Available records:

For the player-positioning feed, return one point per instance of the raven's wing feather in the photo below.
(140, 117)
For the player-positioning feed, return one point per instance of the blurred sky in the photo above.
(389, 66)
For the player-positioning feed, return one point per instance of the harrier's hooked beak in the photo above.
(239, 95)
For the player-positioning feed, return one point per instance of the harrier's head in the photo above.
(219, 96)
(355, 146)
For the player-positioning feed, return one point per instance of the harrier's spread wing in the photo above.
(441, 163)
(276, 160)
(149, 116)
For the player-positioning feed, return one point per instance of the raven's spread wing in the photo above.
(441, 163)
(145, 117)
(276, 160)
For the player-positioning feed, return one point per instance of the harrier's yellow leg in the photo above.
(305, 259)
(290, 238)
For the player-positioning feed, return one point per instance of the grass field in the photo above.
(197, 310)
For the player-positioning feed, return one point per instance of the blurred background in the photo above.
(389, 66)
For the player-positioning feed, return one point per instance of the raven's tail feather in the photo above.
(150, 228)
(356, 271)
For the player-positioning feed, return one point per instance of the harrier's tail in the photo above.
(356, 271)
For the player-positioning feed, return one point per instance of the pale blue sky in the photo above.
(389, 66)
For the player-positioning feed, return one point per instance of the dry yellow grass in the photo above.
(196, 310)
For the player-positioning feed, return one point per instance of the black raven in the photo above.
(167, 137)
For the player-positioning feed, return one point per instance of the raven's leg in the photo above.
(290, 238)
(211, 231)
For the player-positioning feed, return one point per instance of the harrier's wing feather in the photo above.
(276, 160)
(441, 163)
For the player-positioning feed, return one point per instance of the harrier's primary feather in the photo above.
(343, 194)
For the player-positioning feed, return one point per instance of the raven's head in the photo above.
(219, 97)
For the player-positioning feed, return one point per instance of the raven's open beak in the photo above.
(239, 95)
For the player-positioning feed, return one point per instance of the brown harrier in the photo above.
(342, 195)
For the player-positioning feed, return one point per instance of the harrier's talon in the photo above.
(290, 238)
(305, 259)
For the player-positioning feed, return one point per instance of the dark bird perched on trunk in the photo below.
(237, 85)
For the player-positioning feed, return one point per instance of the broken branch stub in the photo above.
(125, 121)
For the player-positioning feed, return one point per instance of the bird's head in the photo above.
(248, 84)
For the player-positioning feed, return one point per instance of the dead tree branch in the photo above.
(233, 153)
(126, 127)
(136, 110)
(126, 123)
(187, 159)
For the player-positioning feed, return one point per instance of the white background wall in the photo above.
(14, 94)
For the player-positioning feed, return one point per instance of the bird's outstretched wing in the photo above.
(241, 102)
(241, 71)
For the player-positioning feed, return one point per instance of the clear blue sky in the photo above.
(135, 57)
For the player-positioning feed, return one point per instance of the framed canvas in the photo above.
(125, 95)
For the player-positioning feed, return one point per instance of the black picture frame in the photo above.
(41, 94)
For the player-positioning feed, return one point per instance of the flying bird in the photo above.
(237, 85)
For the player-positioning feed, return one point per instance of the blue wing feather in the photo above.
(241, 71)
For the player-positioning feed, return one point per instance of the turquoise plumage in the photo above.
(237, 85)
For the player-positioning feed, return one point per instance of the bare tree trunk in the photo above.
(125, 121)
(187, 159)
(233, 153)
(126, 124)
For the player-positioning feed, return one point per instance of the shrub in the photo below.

Exercise directions:
Copy out all of the data exactly, leaving nothing out.

Solution to this exercise:
For the player-positioning feed, return one point per instance of the raven's wing feather in the photo below.
(140, 117)
For the player-positioning feed, return one point per instance of the blurred sky in the photo above.
(389, 66)
For the player-positioning feed, return one point per instance of the harrier's hooked beak in the photo above.
(239, 95)
For the player-positioning feed, return one point per instance of the harrier's head in the photo above.
(219, 96)
(355, 146)
For the player-positioning feed, return one point per instance of the harrier's spread wing in the photo above.
(441, 163)
(276, 160)
(149, 116)
For the player-positioning feed, return one point per instance of the raven's spread wing in the photo above.
(441, 163)
(145, 117)
(276, 160)
For the player-positioning feed, return one point per instance of the harrier's yellow leg in the photo above.
(305, 259)
(290, 238)
For the player-positioning feed, return one point per instance of the grass field in the photo above.
(197, 310)
For the player-positioning feed, return one point per instance of the blurred background in the photo above.
(389, 66)
For the player-positioning feed, return one point per instance of the raven's tail feather in the photo above.
(150, 228)
(356, 271)
For the player-positioning feed, return one point per instance of the harrier's tail in the photo above.
(356, 271)
For the player-positioning feed, return one point per instance of the pale blue sky in the photo above.
(389, 66)
For the player-positioning feed, return one point per instance of the dry yellow grass in the photo above.
(196, 310)
For the player-positioning feed, return one point per instance of the black raven in the photo above.
(167, 137)
For the player-positioning feed, return one point per instance of the raven's leg in the photo above.
(290, 238)
(211, 231)
For the player-positioning feed, return one point per instance of the harrier's wing feather in the photo above.
(276, 160)
(441, 163)
For the player-positioning feed, return one point per instance of the harrier's primary feather in the photo above.
(343, 194)
For the player-positioning feed, return one point per instance of the raven's head in the photo above.
(219, 97)
For the player-positioning feed, return one point per instance of the raven's open beak in the photo above.
(239, 95)
For the player-positioning feed, return one point per instance of the brown harrier in the photo above.
(342, 195)
For the player-positioning feed, return one point per instance of the harrier's talon in the photo above.
(290, 238)
(305, 259)
For the player-positioning feed, return one point per instance of the dark bird perched on trunk in the photo below.
(237, 85)
For the player-positioning feed, return one point per instance of the broken branch stub in the photo above.
(125, 121)
For the player-positioning feed, return one point per instance of the bird's head in the photo above.
(248, 84)
For the player-positioning feed, return one point per instance of the dead tree branch in the photo above.
(233, 153)
(126, 127)
(136, 110)
(126, 123)
(187, 159)
For the player-positioning feed, return one point per instance of the white background wall in the photo above.
(14, 94)
For the player-positioning feed, return one point per instance of the bird's outstretched wing in the photo above.
(241, 102)
(241, 71)
For the player-positioning feed, return one point per instance of the clear blue sky in the photo above.
(135, 57)
For the player-positioning feed, return one point per instance of the framed canvas in the photo above.
(125, 95)
For the player-positioning feed, return one point per instance of the black picture frame in the photo above.
(41, 94)
For the player-positioning feed, return one point per instance of the flying bird in the photo above.
(237, 85)
For the player-positioning feed, return one point per instance of the blue wing feather in the photo above.
(241, 71)
For the player-positioning feed, return one point per instance of the turquoise plumage in the photo above.
(237, 85)
For the player-positioning feed, return one point per instance of the bare tree trunk in the photo above.
(125, 121)
(187, 159)
(233, 153)
(126, 124)
For the player-positioning feed, return one point per instance of the shrub in the photo below.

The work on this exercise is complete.